#### Given passage:
Overpitched delivery - A delivery pitched full but not a yorker, bouncing just before the batsman. Considered a poor ball bowled by any bowler as it becomes easy for the batsman to connect it to the middle of the bat and score maximum. An overpitched ball is generally a half-volley..
Overthrows - The extra runs score because of an errant throw from a fielder. Also called buzzers. Sometimes used mistakenly for any runs scored due to misfielding by the fielder, even the throw itself.
Pace bowling (also fast bowling) - A bowling style wherein the delivery is bowled at a high pace, usually over 90 mph (145 km/h). A pace bowler (or paceman) can sometimes provide swing to the ball.
Pad away or pad-play - This term describes hitting the ball away from the wicket by using pads rather than using a bat. This is just possible if the batsman is not at risk of getting out due to leg before wicket, especially when the delivery is pitched on the leg side. At times, batsman uses the pads to strike the ball to eliminate the risk of getting caught by close fielders.
Paddle scoop - A shot in which the batsman scoops the ball over his shoulder to score a boundary either behind the wicketkeeper or in the fine leg area.
Paddle sweep - An extremely fine sweep, nearly just a tickle of the delivery pitched on or outside leg stump.
Pads - Protective equipment wears by batsmen and wicket-keeper to cove the legs.
Pair - If a game has two innings and in both of these, a batsman is dismissed without scoring any run it is said that he has scored a pair.
Part-time bowler (or part-timer) - A player who is generally a skilled batsman (or even a wicketkeeper), not a specialized bowler, but has enough capability to occasionally bowl some overs. Part-timers bowlers are used to providing some variation in the current attack as batsmen are generally not aware of their bowling skills.
Partnership - The number of runs scored between two batsmen before one of them gets out is called a partnership. This also comprises the deliveries faced and the time taken.
Pavilion - The building complex or grandstand where the dressing rooms of players and association’s members or club owning the field are seated. Each pavilion design varies from modest buildings to big imposing infrastructure.
Pea roller - A ball that generally rolls along the ground, generally considered illegal. This delivery confuses the batsman and in some cases, (if pitched inline) will take the batsman wicket.
Peach - A fast bowler bowls a considerably unplayable delivery, generally a good delivery to take batsman wicket or one which is so good that the batsmen cannot even edge.
Pegs - A slang phrase for the stumps.
Perfume ball - This refers to a quick delivery, which passes inches away from the batsman. The ball is so very near to the batsman’s face that it is at times said that they can smell it. These circumstances are only related to bowlers that can bowl hard and fastball.

[Dataset rows showing where objects appear]
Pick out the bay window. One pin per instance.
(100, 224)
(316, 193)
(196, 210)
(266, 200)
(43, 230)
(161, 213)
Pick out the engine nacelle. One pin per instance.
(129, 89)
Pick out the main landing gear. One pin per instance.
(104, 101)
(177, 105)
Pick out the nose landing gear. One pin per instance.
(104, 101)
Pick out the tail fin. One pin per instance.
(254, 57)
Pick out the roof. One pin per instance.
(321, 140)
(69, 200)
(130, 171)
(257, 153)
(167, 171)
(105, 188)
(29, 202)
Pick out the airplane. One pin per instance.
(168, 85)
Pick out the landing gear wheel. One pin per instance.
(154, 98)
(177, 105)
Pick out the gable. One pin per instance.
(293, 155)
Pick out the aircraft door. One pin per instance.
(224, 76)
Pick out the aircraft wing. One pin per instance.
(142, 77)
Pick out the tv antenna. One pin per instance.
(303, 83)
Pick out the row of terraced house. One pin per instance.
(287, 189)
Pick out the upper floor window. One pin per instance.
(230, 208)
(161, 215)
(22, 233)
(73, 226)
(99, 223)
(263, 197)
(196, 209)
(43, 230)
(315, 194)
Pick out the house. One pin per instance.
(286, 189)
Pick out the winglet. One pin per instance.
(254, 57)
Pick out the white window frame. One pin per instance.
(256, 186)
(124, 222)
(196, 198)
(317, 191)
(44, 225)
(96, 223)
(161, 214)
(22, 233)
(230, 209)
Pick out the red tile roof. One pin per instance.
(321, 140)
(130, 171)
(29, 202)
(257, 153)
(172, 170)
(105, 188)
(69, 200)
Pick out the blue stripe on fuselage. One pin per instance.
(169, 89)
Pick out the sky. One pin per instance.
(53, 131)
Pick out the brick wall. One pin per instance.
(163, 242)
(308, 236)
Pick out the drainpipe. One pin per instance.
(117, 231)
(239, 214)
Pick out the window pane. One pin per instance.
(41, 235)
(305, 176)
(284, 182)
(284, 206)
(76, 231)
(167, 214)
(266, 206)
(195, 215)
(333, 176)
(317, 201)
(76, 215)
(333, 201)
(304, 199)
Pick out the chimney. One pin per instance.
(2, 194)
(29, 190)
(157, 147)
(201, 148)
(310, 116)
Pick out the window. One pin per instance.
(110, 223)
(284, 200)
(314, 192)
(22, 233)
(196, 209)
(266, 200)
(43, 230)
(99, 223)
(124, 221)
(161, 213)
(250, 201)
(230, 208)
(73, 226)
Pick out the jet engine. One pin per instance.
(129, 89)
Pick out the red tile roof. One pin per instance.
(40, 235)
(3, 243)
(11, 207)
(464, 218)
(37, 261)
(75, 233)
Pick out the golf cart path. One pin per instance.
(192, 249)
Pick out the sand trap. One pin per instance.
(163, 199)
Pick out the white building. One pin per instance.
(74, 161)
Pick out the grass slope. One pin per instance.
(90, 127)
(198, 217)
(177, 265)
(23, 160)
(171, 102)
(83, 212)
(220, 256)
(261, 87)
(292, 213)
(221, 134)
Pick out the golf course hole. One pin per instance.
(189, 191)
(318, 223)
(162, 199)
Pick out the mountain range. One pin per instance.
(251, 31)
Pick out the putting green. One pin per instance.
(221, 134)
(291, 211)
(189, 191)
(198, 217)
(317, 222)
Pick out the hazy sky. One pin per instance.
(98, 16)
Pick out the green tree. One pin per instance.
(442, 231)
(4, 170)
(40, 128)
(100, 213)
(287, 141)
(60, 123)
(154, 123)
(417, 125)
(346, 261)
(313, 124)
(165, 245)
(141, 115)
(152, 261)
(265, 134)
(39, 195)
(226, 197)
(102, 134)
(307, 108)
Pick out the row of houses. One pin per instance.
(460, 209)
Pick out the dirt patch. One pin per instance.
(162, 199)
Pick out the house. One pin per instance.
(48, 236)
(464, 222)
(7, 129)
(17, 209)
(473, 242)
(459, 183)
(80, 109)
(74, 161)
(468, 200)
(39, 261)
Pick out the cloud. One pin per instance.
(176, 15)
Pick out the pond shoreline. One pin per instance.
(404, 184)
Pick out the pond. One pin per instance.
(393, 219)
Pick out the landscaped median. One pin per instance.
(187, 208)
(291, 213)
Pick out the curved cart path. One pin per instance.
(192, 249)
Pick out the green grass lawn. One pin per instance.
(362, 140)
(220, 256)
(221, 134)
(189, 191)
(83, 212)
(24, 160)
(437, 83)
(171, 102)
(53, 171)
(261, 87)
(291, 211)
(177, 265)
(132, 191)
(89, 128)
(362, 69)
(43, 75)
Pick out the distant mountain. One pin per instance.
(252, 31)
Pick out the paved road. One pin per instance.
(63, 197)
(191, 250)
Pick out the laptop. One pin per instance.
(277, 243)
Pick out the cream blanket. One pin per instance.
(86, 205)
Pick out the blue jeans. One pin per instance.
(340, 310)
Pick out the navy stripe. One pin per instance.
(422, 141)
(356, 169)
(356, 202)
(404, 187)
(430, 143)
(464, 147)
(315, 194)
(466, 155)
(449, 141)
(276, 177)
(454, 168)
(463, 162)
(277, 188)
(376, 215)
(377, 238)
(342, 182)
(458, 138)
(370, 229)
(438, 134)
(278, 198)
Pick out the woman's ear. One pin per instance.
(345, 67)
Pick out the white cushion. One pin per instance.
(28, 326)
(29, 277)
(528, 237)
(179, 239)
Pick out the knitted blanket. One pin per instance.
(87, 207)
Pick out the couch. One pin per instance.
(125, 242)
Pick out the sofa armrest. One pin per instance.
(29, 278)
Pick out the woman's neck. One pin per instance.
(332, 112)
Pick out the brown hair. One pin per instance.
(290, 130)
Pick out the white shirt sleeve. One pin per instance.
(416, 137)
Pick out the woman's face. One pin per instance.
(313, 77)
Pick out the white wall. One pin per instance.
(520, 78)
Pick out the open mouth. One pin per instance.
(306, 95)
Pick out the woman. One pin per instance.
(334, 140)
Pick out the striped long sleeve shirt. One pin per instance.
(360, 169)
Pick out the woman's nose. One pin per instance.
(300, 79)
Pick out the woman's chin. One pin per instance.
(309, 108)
--
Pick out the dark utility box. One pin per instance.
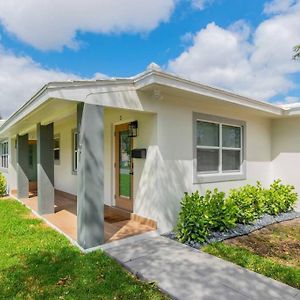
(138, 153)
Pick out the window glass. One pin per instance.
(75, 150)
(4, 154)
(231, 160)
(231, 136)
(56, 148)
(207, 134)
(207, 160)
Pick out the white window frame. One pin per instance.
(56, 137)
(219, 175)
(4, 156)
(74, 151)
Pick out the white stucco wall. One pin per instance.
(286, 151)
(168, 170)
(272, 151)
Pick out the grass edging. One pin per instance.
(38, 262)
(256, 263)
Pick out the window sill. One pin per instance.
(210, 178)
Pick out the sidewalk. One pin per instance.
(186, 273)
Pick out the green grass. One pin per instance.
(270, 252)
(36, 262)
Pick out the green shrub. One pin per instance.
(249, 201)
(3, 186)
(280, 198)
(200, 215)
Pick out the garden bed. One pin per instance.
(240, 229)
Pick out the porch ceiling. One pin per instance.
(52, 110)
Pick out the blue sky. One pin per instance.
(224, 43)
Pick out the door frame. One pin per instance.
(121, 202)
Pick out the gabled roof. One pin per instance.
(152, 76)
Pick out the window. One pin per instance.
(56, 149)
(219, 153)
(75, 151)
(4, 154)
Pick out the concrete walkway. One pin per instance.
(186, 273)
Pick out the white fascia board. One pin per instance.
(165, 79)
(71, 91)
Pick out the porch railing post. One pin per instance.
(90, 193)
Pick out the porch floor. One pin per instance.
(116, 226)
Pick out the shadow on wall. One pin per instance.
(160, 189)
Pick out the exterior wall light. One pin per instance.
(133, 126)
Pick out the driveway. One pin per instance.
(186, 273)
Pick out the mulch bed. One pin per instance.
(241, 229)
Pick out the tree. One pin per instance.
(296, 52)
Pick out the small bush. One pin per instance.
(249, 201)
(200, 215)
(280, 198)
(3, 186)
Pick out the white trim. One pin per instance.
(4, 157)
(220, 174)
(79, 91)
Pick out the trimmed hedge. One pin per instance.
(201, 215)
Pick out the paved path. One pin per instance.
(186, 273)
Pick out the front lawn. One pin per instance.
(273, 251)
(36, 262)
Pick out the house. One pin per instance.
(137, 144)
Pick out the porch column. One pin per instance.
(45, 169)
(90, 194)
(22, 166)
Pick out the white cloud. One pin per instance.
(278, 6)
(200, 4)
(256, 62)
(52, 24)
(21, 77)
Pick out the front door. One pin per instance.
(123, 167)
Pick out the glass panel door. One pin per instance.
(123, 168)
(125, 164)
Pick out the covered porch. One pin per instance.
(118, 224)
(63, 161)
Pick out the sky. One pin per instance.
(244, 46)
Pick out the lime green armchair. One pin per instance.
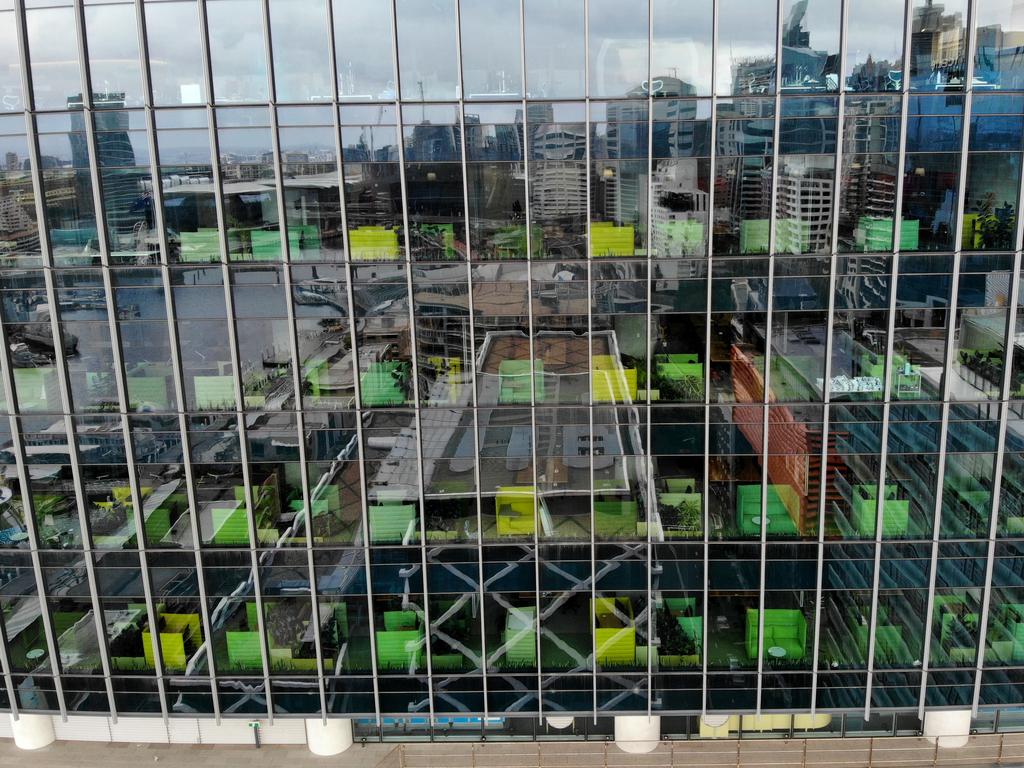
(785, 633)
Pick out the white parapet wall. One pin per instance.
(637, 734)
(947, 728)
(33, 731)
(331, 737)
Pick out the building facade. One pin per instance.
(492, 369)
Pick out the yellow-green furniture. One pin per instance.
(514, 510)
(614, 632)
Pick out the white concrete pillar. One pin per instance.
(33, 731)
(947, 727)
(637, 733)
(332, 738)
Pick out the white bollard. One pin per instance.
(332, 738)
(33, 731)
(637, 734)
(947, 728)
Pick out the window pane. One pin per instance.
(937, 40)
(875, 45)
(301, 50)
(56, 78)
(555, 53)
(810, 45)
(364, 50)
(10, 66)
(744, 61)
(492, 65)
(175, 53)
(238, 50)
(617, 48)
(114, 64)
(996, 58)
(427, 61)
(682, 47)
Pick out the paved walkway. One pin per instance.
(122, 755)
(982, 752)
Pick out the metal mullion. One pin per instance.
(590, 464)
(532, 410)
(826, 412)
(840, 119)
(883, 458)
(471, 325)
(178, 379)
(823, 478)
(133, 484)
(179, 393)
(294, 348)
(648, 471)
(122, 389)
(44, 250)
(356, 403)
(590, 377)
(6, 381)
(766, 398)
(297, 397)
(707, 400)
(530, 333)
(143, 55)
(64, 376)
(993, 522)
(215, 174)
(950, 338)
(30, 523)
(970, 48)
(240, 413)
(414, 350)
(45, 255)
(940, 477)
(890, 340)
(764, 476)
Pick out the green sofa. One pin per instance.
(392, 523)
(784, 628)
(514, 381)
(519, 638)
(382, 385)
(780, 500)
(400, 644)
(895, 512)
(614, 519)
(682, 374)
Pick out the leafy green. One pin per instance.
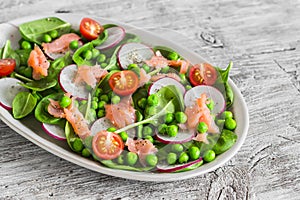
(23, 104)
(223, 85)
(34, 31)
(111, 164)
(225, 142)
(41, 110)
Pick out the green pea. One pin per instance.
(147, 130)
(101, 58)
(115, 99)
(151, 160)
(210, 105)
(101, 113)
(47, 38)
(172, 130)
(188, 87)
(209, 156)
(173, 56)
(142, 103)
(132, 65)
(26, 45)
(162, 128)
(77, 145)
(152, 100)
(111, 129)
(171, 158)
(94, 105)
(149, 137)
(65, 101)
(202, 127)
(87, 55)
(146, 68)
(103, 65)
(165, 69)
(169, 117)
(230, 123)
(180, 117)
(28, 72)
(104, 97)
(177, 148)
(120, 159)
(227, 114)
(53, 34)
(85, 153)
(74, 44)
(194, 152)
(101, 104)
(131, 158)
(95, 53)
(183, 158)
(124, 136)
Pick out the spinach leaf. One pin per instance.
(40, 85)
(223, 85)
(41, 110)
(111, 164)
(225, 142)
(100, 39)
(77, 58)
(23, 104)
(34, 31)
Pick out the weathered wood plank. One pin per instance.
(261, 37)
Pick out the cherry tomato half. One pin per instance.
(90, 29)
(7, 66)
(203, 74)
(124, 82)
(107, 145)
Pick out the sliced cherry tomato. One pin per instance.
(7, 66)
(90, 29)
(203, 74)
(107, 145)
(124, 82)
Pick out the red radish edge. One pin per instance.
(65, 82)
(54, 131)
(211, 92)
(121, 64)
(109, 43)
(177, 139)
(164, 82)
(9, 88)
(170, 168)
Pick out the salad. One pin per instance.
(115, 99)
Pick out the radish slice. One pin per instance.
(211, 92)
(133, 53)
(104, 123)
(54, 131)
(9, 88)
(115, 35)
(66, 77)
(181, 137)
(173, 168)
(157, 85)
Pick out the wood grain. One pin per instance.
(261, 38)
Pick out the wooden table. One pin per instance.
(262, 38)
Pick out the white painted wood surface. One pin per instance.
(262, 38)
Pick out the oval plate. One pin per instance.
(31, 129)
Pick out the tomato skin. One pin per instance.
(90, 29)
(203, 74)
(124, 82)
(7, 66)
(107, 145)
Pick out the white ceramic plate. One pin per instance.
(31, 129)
---
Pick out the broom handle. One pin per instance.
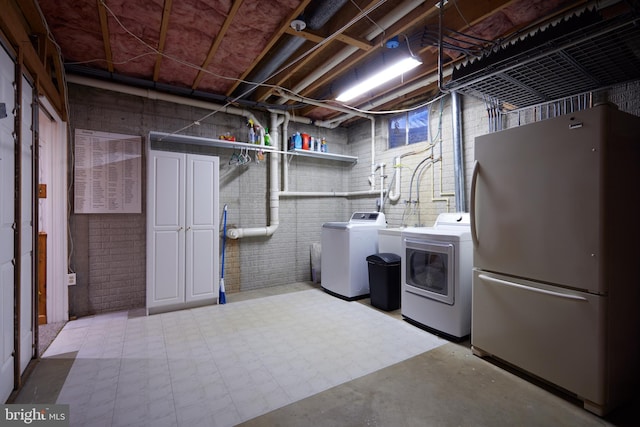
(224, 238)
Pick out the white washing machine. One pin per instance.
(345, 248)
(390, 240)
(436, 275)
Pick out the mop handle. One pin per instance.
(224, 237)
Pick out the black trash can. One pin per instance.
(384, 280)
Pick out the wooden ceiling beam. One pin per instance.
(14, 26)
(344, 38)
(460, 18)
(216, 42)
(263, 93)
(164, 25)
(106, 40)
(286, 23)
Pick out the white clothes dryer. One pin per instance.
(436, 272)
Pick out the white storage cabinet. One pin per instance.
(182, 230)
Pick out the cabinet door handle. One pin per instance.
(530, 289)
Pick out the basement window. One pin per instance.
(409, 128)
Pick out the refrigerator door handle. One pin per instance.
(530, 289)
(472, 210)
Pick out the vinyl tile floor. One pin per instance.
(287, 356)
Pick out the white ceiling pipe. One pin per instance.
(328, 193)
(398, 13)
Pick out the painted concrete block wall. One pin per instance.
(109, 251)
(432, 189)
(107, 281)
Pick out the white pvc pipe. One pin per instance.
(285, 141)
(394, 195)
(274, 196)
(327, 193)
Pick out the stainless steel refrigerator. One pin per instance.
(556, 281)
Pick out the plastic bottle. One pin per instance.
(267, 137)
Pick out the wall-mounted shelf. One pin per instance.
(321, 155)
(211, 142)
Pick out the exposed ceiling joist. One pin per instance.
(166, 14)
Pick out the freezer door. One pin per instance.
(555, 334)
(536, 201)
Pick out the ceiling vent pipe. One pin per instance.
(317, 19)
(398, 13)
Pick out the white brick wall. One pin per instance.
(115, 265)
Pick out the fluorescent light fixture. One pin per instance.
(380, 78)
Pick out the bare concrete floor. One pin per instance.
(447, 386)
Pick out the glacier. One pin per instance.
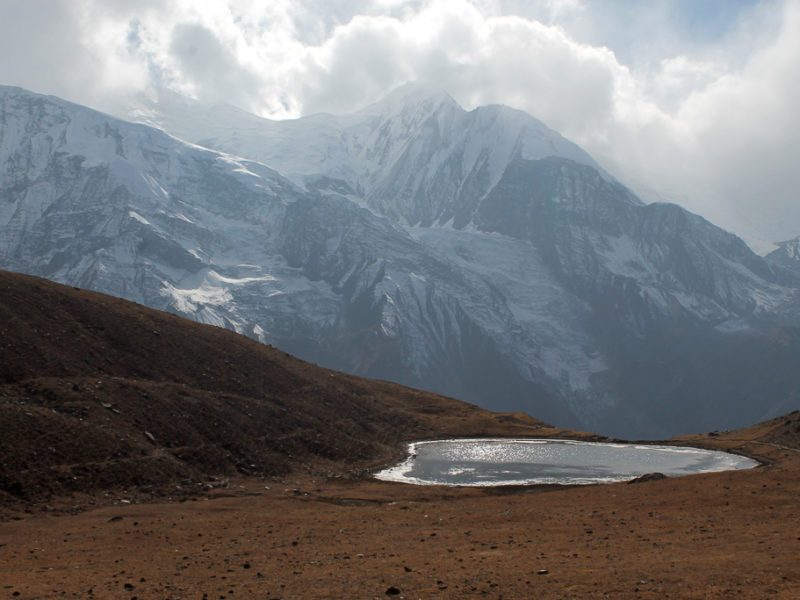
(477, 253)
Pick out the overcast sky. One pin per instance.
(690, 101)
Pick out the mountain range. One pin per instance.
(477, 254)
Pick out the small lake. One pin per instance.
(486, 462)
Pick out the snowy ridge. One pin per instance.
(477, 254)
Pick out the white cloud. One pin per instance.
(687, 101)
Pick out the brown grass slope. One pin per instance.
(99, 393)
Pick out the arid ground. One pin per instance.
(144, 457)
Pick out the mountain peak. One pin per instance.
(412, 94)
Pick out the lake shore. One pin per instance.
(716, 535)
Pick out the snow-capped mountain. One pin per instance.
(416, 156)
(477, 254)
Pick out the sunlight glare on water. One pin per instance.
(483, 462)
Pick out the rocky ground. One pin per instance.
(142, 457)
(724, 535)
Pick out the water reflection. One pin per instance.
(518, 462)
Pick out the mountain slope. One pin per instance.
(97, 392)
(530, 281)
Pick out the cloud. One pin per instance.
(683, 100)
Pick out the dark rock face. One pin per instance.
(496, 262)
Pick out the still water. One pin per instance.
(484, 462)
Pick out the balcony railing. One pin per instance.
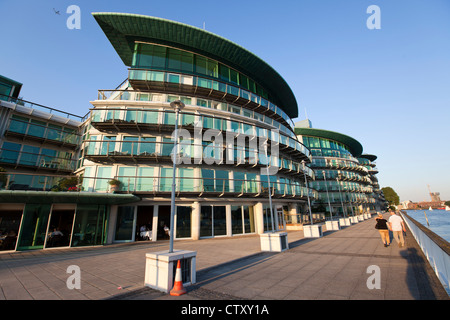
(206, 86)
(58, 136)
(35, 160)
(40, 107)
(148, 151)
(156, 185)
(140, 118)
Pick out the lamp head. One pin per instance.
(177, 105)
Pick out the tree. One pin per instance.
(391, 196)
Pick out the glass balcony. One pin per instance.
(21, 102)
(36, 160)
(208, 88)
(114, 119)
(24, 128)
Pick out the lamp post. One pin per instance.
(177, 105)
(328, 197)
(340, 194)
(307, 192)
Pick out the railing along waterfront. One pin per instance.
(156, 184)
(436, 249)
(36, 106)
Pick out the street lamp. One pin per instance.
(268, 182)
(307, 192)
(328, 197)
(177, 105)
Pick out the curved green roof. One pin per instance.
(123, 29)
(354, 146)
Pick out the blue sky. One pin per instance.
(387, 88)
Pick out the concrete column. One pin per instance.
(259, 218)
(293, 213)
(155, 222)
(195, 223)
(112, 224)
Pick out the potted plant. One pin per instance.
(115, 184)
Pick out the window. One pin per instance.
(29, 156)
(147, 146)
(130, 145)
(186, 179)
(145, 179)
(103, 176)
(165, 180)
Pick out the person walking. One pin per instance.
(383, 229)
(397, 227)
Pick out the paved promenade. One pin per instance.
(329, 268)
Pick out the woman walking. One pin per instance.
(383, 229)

#### Exercise requirements:
• A. Reproduce the passage from the cricket glossary word for word, starting at "Paddle scoop - A" and ending at "cove the legs.".
• B. Answer these questions from the cricket glossary:
(i) Above what speed is a pace bowling delivery usually bowled?
(ii) What other name is given to overthrows?
(iii) What are "pegs" a slang phrase for?
• C. Please extend the cricket glossary past its final entry, adding further terms in the same format and style.

#### Responses in order:
• A.
Paddle scoop - A shot in which the batsman scoops the ball over his shoulder to score a boundary either behind the wicketkeeper or in the fine leg area.
Paddle sweep - An extremely fine sweep, nearly just a tickle of the delivery pitched on or outside leg stump.
Pads - Protective equipment wears by batsmen and wicket-keeper to cove the legs.

• B.
(i) Over 90 mph (145 km/h).
(ii) Buzzers.
(iii) The stumps.

• C.
Pick - In terms of batting, this term describes the batsman’s ability to explicitly understand the mode of delivery which the bowler is about to bowl. In terms of bowling, this term describes that the bowlers lift the seam of the ball to have an excessive advantage.
Pick of the bowlers - The bowler’s performing the best whether throughout an innings or a match is called Pick of the bowlers.
Picket fences - An over in which one run is scored off each ball bowled by a bowler. It looks similar to picket fences 111111, thus the name.
Pie Chucker (or Pie Thrower) - A poor bowler, generally slow to medium pace bowler whose balls are flighted so much that they appear similar like a pie in the air. These deliveries remain easier for the batsman to score maximum runs in the over.
Pinch hitter/Slogger - When a lower-order batsman is promoted up in the batting order to increase the scoring rate, he is said to be pinch hitter or slogger.
Pitch - This term is used to describe:
- Rectangular surface in the middle of the field where most of the actions happen generally made of earth or clay and remain 22 yards in length.
- When a ball bounces before reaching the batsman.
- The place where the delivery pitches.
Pitch (It) Up - When a bowler bowls a delivery on a fuller length.
Pitch map - A diagram displaying, where a number of balls, generally from a particular bowler, have pitched.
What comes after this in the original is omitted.